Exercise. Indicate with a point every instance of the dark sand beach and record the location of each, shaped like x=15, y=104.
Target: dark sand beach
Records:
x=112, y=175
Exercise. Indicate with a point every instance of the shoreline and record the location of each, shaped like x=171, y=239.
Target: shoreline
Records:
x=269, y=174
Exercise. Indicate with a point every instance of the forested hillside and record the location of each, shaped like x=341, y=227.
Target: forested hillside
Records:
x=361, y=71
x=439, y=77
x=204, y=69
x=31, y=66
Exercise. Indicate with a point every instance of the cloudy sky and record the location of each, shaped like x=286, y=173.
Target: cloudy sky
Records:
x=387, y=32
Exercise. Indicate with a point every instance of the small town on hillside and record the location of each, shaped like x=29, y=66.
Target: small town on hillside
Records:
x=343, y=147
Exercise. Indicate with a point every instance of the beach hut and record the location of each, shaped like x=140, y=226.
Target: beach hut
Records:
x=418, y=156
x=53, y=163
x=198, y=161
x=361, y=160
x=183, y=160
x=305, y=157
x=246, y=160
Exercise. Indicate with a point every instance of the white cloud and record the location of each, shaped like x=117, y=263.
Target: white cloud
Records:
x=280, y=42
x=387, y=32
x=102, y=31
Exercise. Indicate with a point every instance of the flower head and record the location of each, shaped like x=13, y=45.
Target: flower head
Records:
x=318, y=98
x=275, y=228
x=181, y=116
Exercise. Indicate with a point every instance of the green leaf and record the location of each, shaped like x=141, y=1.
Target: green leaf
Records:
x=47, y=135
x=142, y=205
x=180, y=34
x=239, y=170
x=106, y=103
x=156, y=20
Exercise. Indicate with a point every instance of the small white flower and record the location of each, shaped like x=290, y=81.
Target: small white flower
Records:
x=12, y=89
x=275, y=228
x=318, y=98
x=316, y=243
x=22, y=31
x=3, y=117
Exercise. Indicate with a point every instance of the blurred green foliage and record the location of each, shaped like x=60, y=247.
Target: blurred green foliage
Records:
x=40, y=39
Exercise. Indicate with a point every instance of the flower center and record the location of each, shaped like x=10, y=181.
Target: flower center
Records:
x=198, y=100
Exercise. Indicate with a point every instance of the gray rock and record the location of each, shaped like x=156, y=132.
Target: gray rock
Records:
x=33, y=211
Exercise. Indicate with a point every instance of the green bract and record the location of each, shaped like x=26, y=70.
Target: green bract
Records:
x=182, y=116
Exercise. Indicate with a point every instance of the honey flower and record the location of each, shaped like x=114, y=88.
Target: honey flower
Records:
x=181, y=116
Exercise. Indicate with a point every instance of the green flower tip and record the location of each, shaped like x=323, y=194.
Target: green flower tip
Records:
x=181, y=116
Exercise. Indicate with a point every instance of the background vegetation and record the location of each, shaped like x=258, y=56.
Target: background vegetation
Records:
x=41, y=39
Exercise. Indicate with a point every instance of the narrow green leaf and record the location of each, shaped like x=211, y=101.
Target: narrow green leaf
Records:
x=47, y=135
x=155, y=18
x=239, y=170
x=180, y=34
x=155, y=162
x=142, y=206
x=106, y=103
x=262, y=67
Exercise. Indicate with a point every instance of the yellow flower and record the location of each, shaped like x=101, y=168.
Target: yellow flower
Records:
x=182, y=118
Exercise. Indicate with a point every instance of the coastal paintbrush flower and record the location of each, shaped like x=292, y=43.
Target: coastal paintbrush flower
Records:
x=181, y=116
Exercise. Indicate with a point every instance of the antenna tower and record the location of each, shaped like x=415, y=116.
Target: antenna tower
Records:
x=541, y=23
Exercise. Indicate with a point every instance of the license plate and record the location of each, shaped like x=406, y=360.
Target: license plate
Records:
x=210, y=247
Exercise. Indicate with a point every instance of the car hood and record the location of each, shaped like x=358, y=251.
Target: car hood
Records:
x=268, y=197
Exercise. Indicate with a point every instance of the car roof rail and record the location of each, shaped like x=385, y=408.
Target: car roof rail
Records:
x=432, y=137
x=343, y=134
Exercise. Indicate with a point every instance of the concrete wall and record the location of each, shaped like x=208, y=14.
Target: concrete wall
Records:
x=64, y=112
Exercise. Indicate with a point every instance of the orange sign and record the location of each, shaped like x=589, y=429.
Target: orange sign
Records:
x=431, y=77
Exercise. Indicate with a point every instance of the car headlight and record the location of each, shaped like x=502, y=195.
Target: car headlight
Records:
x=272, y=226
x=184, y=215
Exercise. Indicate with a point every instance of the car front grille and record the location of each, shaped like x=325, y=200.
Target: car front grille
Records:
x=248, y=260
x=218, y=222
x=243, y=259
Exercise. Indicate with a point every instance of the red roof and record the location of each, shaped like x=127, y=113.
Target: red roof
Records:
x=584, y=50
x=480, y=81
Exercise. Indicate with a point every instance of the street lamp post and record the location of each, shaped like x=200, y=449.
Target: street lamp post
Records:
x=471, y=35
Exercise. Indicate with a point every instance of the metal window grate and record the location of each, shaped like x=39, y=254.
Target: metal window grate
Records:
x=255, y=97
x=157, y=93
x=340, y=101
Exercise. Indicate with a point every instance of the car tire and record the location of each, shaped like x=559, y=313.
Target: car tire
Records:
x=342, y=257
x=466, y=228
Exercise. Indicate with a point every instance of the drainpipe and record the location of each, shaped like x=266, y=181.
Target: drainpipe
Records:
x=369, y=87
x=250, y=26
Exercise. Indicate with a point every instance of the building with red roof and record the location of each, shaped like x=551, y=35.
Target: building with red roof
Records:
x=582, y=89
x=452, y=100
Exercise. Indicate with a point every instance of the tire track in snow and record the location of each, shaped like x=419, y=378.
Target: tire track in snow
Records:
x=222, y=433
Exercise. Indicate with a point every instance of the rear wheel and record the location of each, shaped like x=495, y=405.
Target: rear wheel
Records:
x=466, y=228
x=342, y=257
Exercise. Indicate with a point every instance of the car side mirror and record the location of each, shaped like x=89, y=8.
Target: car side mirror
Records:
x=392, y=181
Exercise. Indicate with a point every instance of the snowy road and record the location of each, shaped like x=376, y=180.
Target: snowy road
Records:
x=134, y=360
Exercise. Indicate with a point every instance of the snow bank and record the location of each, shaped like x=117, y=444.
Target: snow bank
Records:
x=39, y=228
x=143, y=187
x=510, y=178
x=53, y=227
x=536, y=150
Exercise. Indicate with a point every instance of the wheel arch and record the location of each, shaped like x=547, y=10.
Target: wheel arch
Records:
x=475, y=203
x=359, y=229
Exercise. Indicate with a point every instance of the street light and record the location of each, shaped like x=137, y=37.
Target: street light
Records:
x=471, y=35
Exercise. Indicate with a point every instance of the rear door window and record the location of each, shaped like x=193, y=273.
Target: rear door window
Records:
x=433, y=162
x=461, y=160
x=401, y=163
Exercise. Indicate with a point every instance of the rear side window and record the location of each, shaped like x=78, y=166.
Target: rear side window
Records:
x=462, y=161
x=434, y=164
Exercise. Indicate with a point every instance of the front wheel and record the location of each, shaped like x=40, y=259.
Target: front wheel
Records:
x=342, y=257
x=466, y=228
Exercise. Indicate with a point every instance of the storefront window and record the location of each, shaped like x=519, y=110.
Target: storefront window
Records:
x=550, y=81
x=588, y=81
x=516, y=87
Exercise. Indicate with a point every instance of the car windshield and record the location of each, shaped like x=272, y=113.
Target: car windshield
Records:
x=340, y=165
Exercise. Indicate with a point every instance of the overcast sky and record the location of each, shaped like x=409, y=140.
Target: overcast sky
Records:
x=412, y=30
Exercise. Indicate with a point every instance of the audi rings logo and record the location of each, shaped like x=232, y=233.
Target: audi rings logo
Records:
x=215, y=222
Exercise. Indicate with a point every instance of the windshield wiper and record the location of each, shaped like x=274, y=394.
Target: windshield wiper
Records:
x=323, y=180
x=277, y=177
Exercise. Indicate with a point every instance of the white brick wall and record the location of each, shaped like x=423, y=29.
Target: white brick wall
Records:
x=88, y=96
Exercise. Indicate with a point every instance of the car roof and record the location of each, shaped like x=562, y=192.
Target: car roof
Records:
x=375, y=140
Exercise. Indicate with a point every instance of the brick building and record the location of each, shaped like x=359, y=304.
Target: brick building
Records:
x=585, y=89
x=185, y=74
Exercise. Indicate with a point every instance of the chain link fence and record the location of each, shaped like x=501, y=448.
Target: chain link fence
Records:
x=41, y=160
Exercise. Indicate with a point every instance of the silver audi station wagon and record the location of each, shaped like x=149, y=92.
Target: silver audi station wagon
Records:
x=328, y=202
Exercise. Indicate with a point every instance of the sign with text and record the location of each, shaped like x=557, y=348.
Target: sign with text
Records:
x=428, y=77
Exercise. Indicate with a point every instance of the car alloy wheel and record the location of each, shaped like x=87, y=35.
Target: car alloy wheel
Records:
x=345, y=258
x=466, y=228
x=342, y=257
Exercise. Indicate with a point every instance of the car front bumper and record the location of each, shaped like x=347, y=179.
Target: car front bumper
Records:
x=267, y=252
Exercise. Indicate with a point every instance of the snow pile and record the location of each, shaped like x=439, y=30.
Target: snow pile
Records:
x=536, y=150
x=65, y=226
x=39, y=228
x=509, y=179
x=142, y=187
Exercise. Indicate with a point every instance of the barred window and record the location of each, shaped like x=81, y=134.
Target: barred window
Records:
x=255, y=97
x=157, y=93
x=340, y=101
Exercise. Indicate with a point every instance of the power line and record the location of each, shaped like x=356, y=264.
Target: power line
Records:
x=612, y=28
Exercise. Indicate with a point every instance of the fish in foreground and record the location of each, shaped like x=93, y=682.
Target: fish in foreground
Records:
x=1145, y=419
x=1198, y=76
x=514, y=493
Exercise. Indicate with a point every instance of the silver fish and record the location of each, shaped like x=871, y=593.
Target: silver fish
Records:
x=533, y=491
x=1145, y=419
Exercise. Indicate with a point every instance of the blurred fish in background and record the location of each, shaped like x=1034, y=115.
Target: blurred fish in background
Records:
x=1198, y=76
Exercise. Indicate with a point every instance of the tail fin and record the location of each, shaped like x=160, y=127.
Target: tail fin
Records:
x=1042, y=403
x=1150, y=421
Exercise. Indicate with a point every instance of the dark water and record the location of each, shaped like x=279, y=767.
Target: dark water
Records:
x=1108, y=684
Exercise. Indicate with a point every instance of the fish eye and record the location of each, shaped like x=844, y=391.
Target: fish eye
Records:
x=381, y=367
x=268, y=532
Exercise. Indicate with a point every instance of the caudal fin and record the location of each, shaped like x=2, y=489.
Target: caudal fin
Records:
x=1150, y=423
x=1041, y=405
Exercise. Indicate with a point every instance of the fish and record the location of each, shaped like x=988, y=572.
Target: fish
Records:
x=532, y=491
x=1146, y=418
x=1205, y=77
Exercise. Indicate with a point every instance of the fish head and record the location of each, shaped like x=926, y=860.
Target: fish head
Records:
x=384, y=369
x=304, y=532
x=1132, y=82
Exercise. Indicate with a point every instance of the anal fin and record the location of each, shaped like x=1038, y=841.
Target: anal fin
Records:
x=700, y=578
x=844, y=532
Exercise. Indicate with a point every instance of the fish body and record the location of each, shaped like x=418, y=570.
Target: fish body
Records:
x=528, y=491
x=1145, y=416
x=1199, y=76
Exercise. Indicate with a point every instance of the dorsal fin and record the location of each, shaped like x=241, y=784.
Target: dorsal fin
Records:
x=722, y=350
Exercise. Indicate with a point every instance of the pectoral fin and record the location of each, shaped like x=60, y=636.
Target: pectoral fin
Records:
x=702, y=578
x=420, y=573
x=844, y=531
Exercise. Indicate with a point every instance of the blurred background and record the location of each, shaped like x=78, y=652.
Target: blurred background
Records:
-- -- --
- **TO DO**
Reproduce the data above, starting at the line containing "Exercise. Indicate with a point every instance of the drainpipe" and ending at the line containing "x=250, y=26", with "downspout" substituted for every occurrence of "drainpipe" and all else left unchanged.

- **FINISHED TASK**
Exercise. Indicate with a point every instance of the downspout and record the location of each, shaped like x=266, y=181.
Target: downspout
Records:
x=369, y=87
x=250, y=26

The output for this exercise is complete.